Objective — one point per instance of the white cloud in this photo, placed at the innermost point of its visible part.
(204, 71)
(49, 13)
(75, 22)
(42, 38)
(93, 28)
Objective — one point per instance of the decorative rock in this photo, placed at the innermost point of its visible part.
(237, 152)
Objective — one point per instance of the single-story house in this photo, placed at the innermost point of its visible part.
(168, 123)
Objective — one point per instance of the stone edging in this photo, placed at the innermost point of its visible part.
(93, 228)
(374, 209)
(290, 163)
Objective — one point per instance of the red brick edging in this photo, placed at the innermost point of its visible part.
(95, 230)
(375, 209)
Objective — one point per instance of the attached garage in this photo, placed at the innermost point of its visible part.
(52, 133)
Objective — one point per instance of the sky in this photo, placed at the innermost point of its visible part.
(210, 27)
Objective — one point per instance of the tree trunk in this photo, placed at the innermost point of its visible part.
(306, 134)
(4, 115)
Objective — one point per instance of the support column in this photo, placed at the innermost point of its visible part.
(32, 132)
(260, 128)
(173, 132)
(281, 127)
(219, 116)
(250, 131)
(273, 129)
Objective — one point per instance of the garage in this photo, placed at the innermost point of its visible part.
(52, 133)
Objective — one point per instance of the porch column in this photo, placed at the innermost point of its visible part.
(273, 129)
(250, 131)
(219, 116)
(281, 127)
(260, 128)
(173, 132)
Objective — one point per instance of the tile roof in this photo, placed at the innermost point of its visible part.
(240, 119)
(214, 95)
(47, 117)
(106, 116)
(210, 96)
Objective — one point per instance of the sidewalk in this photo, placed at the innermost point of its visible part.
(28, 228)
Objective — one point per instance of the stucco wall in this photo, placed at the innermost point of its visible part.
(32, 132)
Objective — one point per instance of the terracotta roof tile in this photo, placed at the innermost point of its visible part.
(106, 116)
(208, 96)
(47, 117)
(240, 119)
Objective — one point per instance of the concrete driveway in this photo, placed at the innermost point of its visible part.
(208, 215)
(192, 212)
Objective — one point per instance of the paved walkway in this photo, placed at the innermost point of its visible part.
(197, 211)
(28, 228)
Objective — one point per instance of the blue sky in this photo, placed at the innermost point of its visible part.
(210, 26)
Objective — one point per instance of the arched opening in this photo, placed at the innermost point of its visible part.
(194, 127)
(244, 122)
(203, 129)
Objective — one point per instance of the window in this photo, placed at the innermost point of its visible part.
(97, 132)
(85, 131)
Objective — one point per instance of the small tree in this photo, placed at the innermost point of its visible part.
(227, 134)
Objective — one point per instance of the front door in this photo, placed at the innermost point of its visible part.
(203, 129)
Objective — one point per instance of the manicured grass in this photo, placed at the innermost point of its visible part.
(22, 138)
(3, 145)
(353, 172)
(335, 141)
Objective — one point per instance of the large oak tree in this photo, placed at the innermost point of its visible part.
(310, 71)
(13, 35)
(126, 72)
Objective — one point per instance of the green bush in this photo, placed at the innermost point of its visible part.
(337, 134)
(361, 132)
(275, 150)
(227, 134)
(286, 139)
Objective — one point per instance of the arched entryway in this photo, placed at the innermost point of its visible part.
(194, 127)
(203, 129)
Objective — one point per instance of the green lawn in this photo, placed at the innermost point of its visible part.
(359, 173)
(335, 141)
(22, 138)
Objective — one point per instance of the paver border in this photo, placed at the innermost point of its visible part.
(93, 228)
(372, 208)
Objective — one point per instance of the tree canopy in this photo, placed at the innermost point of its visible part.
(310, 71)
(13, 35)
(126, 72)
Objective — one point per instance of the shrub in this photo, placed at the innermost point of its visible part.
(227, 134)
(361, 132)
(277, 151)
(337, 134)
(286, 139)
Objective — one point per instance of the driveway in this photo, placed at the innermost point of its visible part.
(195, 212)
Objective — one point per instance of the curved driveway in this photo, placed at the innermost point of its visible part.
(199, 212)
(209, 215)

**TO DO**
Reproduce the data shown above exactly.

**ANSWER IN FULL**
Objective — one point per instance of the white cloud in this photo, placed at the innermost point of its visible part.
(204, 71)
(49, 13)
(75, 22)
(42, 38)
(93, 28)
Objective — one point per instance of the decorative rock in this photo, placed at the innermost point of its visible part.
(237, 152)
Objective — one point per instance of the single-story house in this photo, placed at the innermost point of its visible part.
(168, 123)
Objective — one point per instance of the stone edging in this photo, placed at the innermost point of its visible part.
(93, 228)
(374, 209)
(290, 163)
Objective — one point per instance of the red brick edging in this photo, placed at the innermost point of its visible part.
(95, 230)
(375, 209)
Objective — one point per instance of the attached garage in this photo, placed at the innermost point of its visible part.
(52, 133)
Objective — one point per instance of the sky in this photo, placed at the innermost point of its visible part.
(210, 27)
Objective — one point per instance of the tree trunk in this photo, placed at the innermost point of its visible part.
(306, 134)
(4, 115)
Objective — one point per instance of the support column in this photo, placed at the innermost point of its visible part.
(32, 132)
(260, 128)
(173, 132)
(281, 127)
(219, 116)
(250, 131)
(273, 129)
Objective — one point per instance of the garage in this photo, placed at the innermost point of its visible part.
(52, 133)
Objective — one point per instance of the porch column in this photo, placed at the innermost point of its visible part.
(273, 129)
(250, 131)
(219, 116)
(281, 127)
(260, 128)
(173, 132)
Objective — one point per instance of the tile roof in this photo, placed at the innermost point of its visible part.
(240, 119)
(214, 95)
(47, 117)
(106, 116)
(210, 96)
Objective — one point per instance of the sidewalk in this photo, placed at the innermost point of its visible part.
(28, 228)
Objective — one point per instance of the stucco wall in this photo, placed at the innermost point of its visible part.
(32, 132)
Objective — one point per instance of the terracotta roof tile in this photo, placed at the innermost point of its visible part.
(106, 116)
(208, 96)
(47, 117)
(240, 119)
Objective — one point per instance of the concrete driveway in this photo, placed at the innermost point of its visible part.
(208, 215)
(192, 212)
Objective — one point per instance of the paved walkway in this photo, placed at the innermost point of its visible part.
(197, 211)
(28, 228)
Objective — one point per instance of the blue sky in this photo, placed at the innermost point of its visible part.
(210, 26)
Objective — one point per instance of the arched opening in this photo, placed at the innermost point of its visible part.
(194, 127)
(244, 122)
(203, 129)
Objective — one point per instance of the window in this photo, placed at the innermost point of its visible part.
(97, 132)
(85, 131)
Objective — one point per instance of the small tree in this photo, placed at the innermost point of its visible part.
(227, 134)
Objective — one point per instance of the front door in this photo, placed at the innermost point of its visible part.
(203, 129)
Objective — one point per instance of the manicured grass in this photo, placed at the innermost point of its visible part.
(22, 138)
(3, 145)
(353, 172)
(335, 141)
Objective — one point per instance of the large oak tree in this photo, placed at the innermost point of its visible part.
(310, 71)
(13, 35)
(126, 72)
Objective — one point per instance of the green bush in this photo, placed at the innermost point of its visible part.
(337, 134)
(361, 132)
(275, 150)
(227, 134)
(286, 139)
Objective — one point per instance of the arched entryway in this photo, placed at the innermost point of its visible part.
(194, 127)
(203, 129)
Objective — one point per instance of the green lawn in this photo, placed at the innermost point of its visible part.
(359, 173)
(335, 141)
(22, 138)
Objective — one point per instance of the paver border in this photo, placed at the innermost point of its visible part.
(93, 228)
(372, 208)
Objective — one point per instance of the tree canopy in this photo, placed at the innermost point of its visible part.
(310, 71)
(13, 35)
(126, 72)
Objective — one point per instance of the shrub in this photo, placed at the innermost point of its visible part.
(227, 134)
(361, 132)
(277, 151)
(337, 134)
(286, 139)
Objective — one point per instance of the driveway in this photo, placed at the innermost point of its visible part.
(195, 212)
Objective — one point per instance of the curved driveway in this photo, placed at the innermost point of its visible part.
(199, 212)
(209, 215)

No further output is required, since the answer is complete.